--- start Text provided ---

On May 19, 1986, a series of radar and visual contacts with unidentified flying objects (UFOs) took place across the Brazilian states of São Paulo, Rio de Janeiro, Minas Gerais and Goiás, becoming locally known as the "Night of the UFOs".

Incident
At around 8:15 p.m. BRT on the 19th of May 1986, Sérgio Mota da Silva, an air traffic controller at São José dos Campos Airport (SJK), spotted three bright lights hovering over the airport on the night sky, and Guarulhos International Airport detected contacts in the vinicity of São José dos Campos. Sérgio observed the objects with a pair of binoculars, noticing that they seemed to emit a bright red light, but often changing colors to yellow, green and orange-like. Dimming the runway lights, he noticed that the objects seemed to approach the airport, moving away once the lights were increased again.

--- end Text provided ---

• Problem requirements
Transcribe, word for word, the part of the text about the 1986 UFO sightings in Brazil from "On May 19, 1986, a" to "were increased again.". The entries that come next have no connection to the text about the 1986 UFO sightings in Brazil.

--- start Extracted records ---

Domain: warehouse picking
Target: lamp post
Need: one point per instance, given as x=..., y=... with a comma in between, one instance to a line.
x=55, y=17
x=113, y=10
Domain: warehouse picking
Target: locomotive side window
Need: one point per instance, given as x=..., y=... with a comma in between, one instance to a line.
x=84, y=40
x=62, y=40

--- end Extracted records ---

• Exercise solution
On May 19, 1986, a series of radar and visual contacts with unidentified flying objects (UFOs) took place across the Brazilian states of São Paulo, Rio de Janeiro, Minas Gerais and Goiás, becoming locally known as the "Night of the UFOs".

Incident
At around 8:15 p.m. BRT on the 19th of May 1986, Sérgio Mota da Silva, an air traffic controller at São José dos Campos Airport (SJK), spotted three bright lights hovering over the airport on the night sky, and Guarulhos International Airport detected contacts in the vinicity of São José dos Campos. Sérgio observed the objects with a pair of binoculars, noticing that they seemed to emit a bright red light, but often changing colors to yellow, green and orange-like. Dimming the runway lights, he noticed that the objects seemed to approach the airport, moving away once the lights were increased again.